- **What this task involves**
Reproduce the portion of the article on Lord Saatchi's bill starting at "After a diagnosis" and ending at "from standard practice.".

- **Quoted passage**

3/13/2013 10:40:09 AM

Grieving husband pushes bill for unproven remedies

Associated Press/Lefteris Pitarakis - Lord Maurice Saatchi poses for photos at his office in central London, Monday, Feb. 4, 2013. Saatchi's wife, best-selling Irish novelist Josephine Hart, died from ovarian cancer in 2011, and he describes his wife’s cancer treatment as “medieval”, and is proposing a parliamentary bill to legalize the ability of doctors to use experimental therapies even if there is no proof they work. Saatchi acknowledges his bill, aimed at encouraging new therapies and speeding up access to new drugs, is driven by grief for his wife, and that the bill may not make it into law, but he has wide support from numerous members of parliament and he remains hopeful about giving new opportunities to doctors and their patients.(AP Photo/Lefteris Pitarakis)

This undated photo issued by M&CSaatchi, shows best-selling Irish novelist Josephine Hart, the wife of Lord Saatchi. who died from ovarian cancer in 2011. Lord Maurice Saatchi describes his wife’s cancer treatment as “medieval”, and is proposing a parliamentary bill to legalize the ability of doctors to use experimental therapies even if there is no proof they work. Saatchi acknowledges his bill, aimed at encouraging new therapies and speeding up access to new drugs, is driven by grief at his wife’s death, and that it may not make it into law, but he has wide support from numerous members of parliament and he remains hopeful about giving new opportunities to doctors and their patients. (AP Photo/Monique Henry, M&CSaatchi)

LONDON (AP) — After the best-selling Irish novelist Josephine Hart died from ovarian cancer in 2011, her husband was so devastated he often went to her grave to have breakfast.

And even now, Lord Maurice Saatchi describes his wife's cancertreatment as "medieval." A member of Parliament, he's proposing a bill that would allow doctors to use experimental therapies even if there is no proof they work.

Hart and Saatchi were an oft-photographed celebrity couple inBritain more than a decade ago. She produced plays in London's West End and hosted poetry readings featuring actors including Ralph Fiennes and Roger Moore. Her 1991 novel "Damage" was turned into a film starring Jeremy Irons and Juliette Binoche.

Saatchi, an advertising executive who sits in the House of Lords, acknowledges his bill was driven by grief at his wife's death.

After a diagnosis in 2009 that her cancer was too advanced for surgery, Hart got chemotherapy and radiation, which Saatchi calls "degrading and ineffective."

Though ovarian cancer is one of the hardest to catch and treat early, Saatchi says Britain's current law is a serious barrier to new treatments. Theoretically doctors can be prosecuted if they try something that deviates from standard practice.

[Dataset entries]

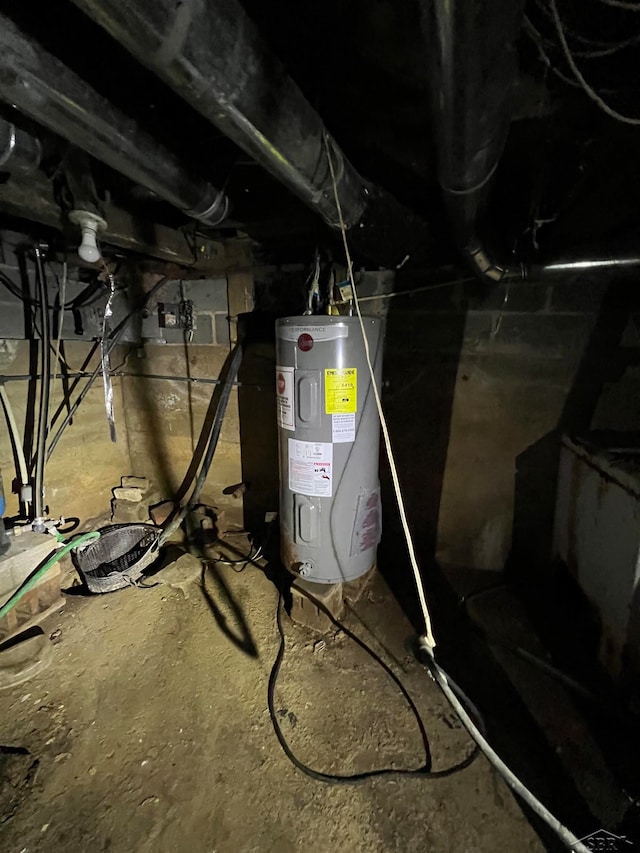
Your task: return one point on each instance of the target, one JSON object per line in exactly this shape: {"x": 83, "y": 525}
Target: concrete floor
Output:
{"x": 150, "y": 732}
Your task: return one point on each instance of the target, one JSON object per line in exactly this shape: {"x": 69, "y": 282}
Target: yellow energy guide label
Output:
{"x": 341, "y": 390}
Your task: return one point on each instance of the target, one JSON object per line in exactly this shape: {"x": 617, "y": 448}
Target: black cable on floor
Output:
{"x": 424, "y": 772}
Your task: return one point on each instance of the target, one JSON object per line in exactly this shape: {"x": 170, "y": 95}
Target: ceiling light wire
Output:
{"x": 621, "y": 4}
{"x": 427, "y": 642}
{"x": 589, "y": 90}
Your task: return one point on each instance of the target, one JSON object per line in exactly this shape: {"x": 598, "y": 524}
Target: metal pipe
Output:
{"x": 43, "y": 88}
{"x": 45, "y": 387}
{"x": 212, "y": 55}
{"x": 472, "y": 74}
{"x": 20, "y": 153}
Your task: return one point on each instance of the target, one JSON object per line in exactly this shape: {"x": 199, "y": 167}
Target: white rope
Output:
{"x": 427, "y": 642}
{"x": 383, "y": 422}
{"x": 595, "y": 97}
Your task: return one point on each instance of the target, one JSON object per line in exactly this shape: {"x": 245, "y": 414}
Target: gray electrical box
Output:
{"x": 329, "y": 437}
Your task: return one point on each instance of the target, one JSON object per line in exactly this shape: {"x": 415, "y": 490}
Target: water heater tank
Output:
{"x": 329, "y": 437}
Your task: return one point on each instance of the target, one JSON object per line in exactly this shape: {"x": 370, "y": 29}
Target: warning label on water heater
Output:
{"x": 311, "y": 468}
{"x": 341, "y": 390}
{"x": 285, "y": 397}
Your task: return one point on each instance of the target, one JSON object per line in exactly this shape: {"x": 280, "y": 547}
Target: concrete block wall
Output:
{"x": 164, "y": 417}
{"x": 158, "y": 421}
{"x": 478, "y": 386}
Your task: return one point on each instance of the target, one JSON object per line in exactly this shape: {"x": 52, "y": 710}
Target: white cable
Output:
{"x": 565, "y": 834}
{"x": 427, "y": 642}
{"x": 595, "y": 97}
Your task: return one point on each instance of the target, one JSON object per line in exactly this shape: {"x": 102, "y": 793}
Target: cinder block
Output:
{"x": 306, "y": 598}
{"x": 127, "y": 493}
{"x": 128, "y": 512}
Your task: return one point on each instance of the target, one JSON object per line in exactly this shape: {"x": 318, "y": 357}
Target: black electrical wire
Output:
{"x": 424, "y": 772}
{"x": 45, "y": 387}
{"x": 212, "y": 443}
{"x": 91, "y": 294}
{"x": 114, "y": 337}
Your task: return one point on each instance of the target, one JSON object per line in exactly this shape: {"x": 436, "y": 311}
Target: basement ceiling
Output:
{"x": 568, "y": 175}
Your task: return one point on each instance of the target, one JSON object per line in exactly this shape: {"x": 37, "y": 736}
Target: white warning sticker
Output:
{"x": 343, "y": 428}
{"x": 285, "y": 397}
{"x": 311, "y": 468}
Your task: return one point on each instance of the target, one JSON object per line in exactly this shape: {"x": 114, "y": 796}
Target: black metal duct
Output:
{"x": 43, "y": 88}
{"x": 472, "y": 73}
{"x": 212, "y": 55}
{"x": 20, "y": 153}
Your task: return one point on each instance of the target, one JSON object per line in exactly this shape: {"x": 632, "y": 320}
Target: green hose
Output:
{"x": 31, "y": 581}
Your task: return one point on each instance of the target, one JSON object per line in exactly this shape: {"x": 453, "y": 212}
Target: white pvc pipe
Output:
{"x": 15, "y": 435}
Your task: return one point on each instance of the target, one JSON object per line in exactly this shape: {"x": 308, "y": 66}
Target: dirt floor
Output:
{"x": 149, "y": 731}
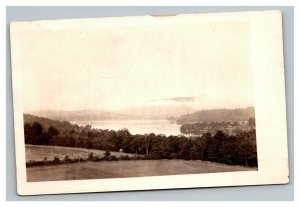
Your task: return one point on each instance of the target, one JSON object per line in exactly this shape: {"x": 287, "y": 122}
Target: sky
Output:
{"x": 101, "y": 67}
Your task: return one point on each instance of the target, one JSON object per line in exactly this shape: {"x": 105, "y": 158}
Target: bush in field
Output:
{"x": 107, "y": 154}
{"x": 124, "y": 157}
{"x": 56, "y": 160}
{"x": 91, "y": 156}
{"x": 67, "y": 159}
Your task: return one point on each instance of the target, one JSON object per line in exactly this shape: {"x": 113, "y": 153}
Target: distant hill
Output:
{"x": 80, "y": 115}
{"x": 218, "y": 115}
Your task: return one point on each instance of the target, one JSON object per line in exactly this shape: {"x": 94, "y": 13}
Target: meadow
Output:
{"x": 39, "y": 152}
{"x": 112, "y": 169}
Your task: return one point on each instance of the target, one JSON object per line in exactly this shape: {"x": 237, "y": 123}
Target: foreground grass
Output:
{"x": 122, "y": 169}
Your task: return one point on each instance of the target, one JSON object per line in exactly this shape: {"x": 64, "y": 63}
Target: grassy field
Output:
{"x": 121, "y": 169}
{"x": 38, "y": 152}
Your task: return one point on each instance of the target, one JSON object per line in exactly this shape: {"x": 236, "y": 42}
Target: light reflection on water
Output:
{"x": 166, "y": 127}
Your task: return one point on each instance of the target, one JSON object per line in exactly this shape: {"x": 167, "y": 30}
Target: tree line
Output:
{"x": 239, "y": 149}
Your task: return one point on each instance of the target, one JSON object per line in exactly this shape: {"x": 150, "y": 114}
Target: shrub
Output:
{"x": 91, "y": 156}
{"x": 56, "y": 160}
{"x": 124, "y": 157}
{"x": 67, "y": 159}
{"x": 113, "y": 158}
{"x": 107, "y": 153}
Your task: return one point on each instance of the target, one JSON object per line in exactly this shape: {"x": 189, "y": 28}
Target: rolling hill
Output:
{"x": 218, "y": 115}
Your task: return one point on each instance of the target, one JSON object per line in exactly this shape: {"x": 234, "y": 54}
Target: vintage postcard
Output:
{"x": 149, "y": 102}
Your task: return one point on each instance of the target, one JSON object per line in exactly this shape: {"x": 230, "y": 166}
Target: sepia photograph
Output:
{"x": 139, "y": 97}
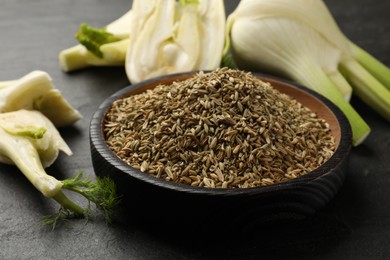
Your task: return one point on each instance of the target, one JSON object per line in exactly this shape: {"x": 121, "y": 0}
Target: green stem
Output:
{"x": 367, "y": 87}
{"x": 379, "y": 70}
{"x": 342, "y": 84}
{"x": 319, "y": 82}
{"x": 68, "y": 204}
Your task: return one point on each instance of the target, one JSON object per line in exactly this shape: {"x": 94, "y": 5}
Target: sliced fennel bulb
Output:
{"x": 300, "y": 40}
{"x": 167, "y": 36}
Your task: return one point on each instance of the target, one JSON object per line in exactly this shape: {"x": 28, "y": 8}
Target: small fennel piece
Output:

- **Exercise answer**
After a diagnosis in 2009 that her cancer was too advanced for surgery, Hart got chemotherapy and radiation, which Saatchi calls "degrading and ineffective."

Though ovarian cancer is one of the hardest to catch and treat early, Saatchi says Britain's current law is a serious barrier to new treatments. Theoretically doctors can be prosecuted if they try something that deviates from standard practice.